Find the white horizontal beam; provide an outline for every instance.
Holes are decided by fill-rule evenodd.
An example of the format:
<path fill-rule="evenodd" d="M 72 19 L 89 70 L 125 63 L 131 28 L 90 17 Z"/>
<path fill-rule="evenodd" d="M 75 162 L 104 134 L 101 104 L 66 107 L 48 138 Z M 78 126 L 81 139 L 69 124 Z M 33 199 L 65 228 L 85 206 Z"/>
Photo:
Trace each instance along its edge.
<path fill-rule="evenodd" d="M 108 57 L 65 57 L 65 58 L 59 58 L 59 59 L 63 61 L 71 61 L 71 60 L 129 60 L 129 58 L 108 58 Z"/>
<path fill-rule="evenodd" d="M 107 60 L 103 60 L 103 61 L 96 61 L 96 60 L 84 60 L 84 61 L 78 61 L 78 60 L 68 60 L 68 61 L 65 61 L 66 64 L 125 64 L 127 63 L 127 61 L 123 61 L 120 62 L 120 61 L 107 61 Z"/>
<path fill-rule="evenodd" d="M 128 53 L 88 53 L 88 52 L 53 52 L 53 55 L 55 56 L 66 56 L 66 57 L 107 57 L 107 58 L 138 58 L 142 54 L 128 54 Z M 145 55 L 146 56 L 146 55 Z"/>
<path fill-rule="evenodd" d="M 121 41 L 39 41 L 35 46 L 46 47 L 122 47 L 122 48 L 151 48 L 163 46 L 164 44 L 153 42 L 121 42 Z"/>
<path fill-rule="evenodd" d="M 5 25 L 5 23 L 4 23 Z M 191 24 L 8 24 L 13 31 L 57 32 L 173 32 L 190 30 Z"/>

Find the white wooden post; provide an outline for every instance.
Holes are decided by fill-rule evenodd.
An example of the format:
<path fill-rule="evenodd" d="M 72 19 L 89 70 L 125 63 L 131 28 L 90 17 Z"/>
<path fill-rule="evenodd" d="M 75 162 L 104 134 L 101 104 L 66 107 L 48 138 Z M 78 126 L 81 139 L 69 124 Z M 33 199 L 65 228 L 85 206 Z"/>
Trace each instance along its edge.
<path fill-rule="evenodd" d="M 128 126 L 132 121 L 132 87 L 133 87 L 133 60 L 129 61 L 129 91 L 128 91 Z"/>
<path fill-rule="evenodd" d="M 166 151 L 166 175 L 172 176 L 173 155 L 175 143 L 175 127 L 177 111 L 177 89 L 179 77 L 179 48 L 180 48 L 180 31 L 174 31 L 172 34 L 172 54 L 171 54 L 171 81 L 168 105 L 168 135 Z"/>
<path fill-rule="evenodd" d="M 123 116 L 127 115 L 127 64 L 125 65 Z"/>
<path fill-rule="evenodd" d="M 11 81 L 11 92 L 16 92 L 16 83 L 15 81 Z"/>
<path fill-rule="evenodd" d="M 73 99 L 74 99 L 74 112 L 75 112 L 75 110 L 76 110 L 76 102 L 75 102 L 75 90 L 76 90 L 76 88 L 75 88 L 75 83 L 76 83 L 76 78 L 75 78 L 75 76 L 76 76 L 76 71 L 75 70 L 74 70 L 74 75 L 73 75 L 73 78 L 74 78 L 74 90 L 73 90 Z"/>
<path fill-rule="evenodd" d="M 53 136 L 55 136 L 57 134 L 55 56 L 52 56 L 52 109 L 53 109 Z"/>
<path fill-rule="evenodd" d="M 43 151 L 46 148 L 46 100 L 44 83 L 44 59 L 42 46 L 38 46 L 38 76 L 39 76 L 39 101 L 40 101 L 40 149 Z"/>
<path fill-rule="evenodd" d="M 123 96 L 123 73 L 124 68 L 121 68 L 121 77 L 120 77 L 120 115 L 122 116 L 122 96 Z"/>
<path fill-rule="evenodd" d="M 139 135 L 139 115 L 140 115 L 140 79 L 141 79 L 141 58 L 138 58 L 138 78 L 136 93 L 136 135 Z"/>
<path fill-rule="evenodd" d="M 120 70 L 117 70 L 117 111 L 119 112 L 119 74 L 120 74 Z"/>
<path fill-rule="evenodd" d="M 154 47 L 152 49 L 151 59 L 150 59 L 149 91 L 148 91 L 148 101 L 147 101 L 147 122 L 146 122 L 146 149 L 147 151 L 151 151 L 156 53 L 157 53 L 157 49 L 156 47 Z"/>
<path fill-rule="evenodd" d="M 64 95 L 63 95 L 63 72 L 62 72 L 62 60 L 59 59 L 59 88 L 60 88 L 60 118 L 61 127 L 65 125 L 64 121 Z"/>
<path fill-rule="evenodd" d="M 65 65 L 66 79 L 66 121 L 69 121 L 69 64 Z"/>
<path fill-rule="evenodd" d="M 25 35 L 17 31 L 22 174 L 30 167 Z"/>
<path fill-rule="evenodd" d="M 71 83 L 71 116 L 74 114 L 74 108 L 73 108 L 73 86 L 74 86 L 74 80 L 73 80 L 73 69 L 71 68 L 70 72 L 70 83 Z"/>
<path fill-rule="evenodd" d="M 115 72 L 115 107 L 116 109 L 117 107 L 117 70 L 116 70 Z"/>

####################

▶ _Goal of the exercise_: Rewrite the lines from the start through the line containing "57 32 L 173", both ends included, and include the requests. Scale every coordinate in the answers by 2.4 and round each result to a whole number, rounding halves up; leave the numbers in the requests and the format samples unchanged.

▶ _Correct output_:
Find the white horizontal beam; provide an outline for every instance.
Holes are decided by fill-rule evenodd.
An example of the format:
<path fill-rule="evenodd" d="M 72 19 L 89 70 L 125 63 L 131 28 L 90 17 Z"/>
<path fill-rule="evenodd" d="M 75 162 L 104 134 L 101 104 L 66 107 L 48 138 Z M 78 126 L 81 139 L 69 124 Z M 33 199 L 65 228 L 85 206 Z"/>
Photo:
Trace each instance along its edge.
<path fill-rule="evenodd" d="M 259 137 L 156 137 L 156 139 L 142 139 L 142 142 L 151 146 L 170 146 L 170 144 L 310 144 L 310 139 L 259 139 Z"/>
<path fill-rule="evenodd" d="M 257 144 L 247 144 L 247 146 L 230 146 L 230 144 L 202 144 L 202 146 L 187 146 L 187 144 L 163 144 L 163 146 L 156 146 L 158 154 L 300 154 L 305 151 L 305 146 L 295 146 L 288 149 L 288 146 L 257 146 Z"/>
<path fill-rule="evenodd" d="M 307 127 L 211 127 L 211 125 L 127 125 L 127 132 L 132 134 L 158 134 L 158 137 L 257 137 L 257 139 L 331 139 L 341 130 L 307 130 Z M 348 132 L 350 134 L 350 132 Z"/>
<path fill-rule="evenodd" d="M 290 98 L 94 98 L 84 110 L 110 113 L 293 113 L 293 115 L 362 115 L 391 110 L 394 106 L 367 101 L 290 101 Z"/>
<path fill-rule="evenodd" d="M 12 60 L 12 55 L 10 55 Z M 458 58 L 19 58 L 31 74 L 137 77 L 415 77 L 456 72 Z"/>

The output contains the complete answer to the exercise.